--- SOURCE RECORDS ---
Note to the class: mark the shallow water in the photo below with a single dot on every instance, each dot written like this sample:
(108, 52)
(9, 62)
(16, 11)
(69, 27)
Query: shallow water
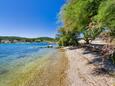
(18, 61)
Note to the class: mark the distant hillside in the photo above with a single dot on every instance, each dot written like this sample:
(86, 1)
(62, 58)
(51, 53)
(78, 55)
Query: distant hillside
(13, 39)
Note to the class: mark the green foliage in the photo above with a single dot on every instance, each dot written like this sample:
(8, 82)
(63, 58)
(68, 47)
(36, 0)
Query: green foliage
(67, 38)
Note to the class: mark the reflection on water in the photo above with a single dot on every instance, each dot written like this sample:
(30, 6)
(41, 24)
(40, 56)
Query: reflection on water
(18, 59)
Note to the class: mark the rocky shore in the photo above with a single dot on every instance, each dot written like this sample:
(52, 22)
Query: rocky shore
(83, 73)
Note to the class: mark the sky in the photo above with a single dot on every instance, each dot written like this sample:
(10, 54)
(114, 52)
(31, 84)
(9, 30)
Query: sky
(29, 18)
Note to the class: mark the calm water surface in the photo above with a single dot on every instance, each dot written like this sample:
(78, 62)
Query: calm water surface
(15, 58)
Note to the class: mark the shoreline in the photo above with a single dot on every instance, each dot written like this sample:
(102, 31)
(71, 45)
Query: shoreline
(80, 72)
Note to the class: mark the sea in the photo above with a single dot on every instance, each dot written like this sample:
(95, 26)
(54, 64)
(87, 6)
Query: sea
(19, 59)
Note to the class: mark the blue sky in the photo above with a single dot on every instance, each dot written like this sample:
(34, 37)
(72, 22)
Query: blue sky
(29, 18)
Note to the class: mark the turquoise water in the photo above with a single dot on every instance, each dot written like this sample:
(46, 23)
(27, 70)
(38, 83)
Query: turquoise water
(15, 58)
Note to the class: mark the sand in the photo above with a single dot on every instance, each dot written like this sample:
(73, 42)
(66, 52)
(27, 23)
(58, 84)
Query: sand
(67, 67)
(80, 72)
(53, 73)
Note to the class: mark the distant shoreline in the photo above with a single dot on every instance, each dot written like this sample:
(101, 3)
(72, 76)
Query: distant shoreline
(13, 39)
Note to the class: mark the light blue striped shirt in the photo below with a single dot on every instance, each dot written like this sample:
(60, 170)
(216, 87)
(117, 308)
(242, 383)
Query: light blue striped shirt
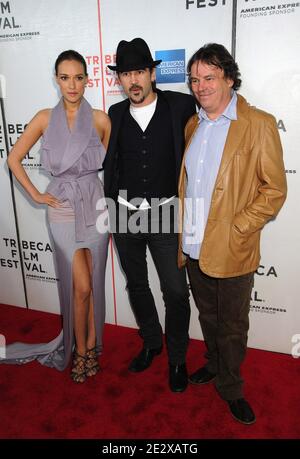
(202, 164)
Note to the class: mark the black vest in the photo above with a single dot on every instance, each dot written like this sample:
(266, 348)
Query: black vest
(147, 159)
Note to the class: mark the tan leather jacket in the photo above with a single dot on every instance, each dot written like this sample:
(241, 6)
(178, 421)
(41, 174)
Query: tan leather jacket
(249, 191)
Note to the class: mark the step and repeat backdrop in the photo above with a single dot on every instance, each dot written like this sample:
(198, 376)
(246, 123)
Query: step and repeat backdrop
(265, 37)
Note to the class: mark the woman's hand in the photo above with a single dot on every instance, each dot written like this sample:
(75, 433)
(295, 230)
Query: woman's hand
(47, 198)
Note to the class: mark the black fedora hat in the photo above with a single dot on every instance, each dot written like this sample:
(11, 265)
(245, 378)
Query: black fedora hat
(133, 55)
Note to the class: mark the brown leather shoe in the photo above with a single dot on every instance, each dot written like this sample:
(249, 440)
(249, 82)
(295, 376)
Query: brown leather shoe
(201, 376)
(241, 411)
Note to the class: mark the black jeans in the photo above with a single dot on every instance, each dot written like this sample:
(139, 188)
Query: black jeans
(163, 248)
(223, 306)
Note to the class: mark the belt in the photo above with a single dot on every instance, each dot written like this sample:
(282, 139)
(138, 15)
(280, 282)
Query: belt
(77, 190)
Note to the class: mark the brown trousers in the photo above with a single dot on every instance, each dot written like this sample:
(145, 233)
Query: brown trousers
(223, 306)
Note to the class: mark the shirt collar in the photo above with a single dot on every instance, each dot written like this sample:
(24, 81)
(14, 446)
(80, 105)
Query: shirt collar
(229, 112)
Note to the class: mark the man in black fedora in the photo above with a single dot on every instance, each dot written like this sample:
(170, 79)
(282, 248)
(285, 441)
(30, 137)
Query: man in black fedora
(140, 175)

--- ASSIGNMENT ---
Within the entries, find all lines that contain "below" and copy each one.

--- RESULT OF THIS EXERCISE ---
Note to the class: mark the shallow water in the photo below with a single dot on every instance, each dot written like this sample:
Note to the class: mark the light blue striped shirt in the photo below with a single dot on every instance, each dot written like this sample:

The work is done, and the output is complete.